→ The records:
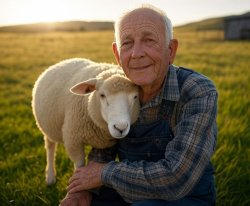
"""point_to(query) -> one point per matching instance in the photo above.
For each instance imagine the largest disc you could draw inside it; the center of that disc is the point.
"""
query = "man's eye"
(126, 44)
(149, 41)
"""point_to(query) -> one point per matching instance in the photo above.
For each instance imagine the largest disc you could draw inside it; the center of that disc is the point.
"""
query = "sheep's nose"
(121, 126)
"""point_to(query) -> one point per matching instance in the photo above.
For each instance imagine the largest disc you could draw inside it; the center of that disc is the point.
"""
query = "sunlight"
(43, 11)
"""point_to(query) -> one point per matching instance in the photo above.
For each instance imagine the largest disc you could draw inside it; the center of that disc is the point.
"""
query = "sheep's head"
(114, 99)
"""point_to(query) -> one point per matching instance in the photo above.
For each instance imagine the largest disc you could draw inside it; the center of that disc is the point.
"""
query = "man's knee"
(150, 203)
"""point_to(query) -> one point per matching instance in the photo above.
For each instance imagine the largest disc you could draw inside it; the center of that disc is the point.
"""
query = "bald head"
(141, 14)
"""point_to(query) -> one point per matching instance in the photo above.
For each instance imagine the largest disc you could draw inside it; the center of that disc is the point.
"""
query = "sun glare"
(43, 11)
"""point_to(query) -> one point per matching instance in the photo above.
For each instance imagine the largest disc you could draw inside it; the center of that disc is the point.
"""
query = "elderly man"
(165, 159)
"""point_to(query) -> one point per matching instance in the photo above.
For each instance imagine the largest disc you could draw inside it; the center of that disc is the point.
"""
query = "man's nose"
(137, 50)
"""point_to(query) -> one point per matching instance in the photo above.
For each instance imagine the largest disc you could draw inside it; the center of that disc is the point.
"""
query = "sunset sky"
(180, 11)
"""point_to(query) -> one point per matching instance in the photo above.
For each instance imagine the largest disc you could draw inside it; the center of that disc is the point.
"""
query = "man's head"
(144, 45)
(167, 22)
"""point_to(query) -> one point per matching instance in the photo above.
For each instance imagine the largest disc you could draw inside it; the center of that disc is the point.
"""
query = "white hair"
(167, 21)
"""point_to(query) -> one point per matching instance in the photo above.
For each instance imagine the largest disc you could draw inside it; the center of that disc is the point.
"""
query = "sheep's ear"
(84, 88)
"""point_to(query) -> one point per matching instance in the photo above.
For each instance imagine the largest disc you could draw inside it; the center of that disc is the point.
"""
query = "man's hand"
(85, 178)
(82, 198)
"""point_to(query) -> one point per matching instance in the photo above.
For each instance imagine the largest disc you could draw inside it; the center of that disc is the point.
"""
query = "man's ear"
(84, 88)
(173, 45)
(116, 53)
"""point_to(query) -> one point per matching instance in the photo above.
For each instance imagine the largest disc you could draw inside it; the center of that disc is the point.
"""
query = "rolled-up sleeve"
(186, 156)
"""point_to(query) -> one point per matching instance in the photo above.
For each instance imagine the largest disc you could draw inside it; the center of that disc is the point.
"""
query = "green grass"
(22, 156)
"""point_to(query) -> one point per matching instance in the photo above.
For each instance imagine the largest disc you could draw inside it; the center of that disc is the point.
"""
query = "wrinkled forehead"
(142, 20)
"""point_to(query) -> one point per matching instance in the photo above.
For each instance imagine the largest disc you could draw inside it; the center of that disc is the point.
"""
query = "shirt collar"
(169, 91)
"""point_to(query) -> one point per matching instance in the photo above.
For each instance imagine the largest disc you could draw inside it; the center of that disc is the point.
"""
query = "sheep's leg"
(50, 171)
(76, 153)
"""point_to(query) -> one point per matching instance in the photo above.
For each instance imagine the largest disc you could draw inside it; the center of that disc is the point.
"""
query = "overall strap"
(182, 75)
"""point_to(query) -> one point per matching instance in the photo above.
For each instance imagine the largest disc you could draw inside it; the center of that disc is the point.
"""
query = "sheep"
(79, 102)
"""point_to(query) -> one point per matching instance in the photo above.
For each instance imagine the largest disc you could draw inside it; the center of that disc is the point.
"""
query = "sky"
(14, 12)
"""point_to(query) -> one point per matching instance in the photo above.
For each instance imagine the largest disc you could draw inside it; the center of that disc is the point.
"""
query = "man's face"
(143, 50)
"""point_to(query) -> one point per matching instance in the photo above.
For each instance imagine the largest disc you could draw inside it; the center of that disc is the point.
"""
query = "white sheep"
(108, 104)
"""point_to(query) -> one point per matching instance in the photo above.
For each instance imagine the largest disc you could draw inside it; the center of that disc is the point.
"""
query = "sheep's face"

→ Stated problem: Pull out every line of the records that contains the word "sheep", treating uppercase and lowercase as different.

→ Answer for this exercise:
query = "sheep's nose"
query = "sheep's head"
query = "sheep's ear"
query = "sheep's leg"
query = "sheep"
query = "white sheep"
query = "sheep's face"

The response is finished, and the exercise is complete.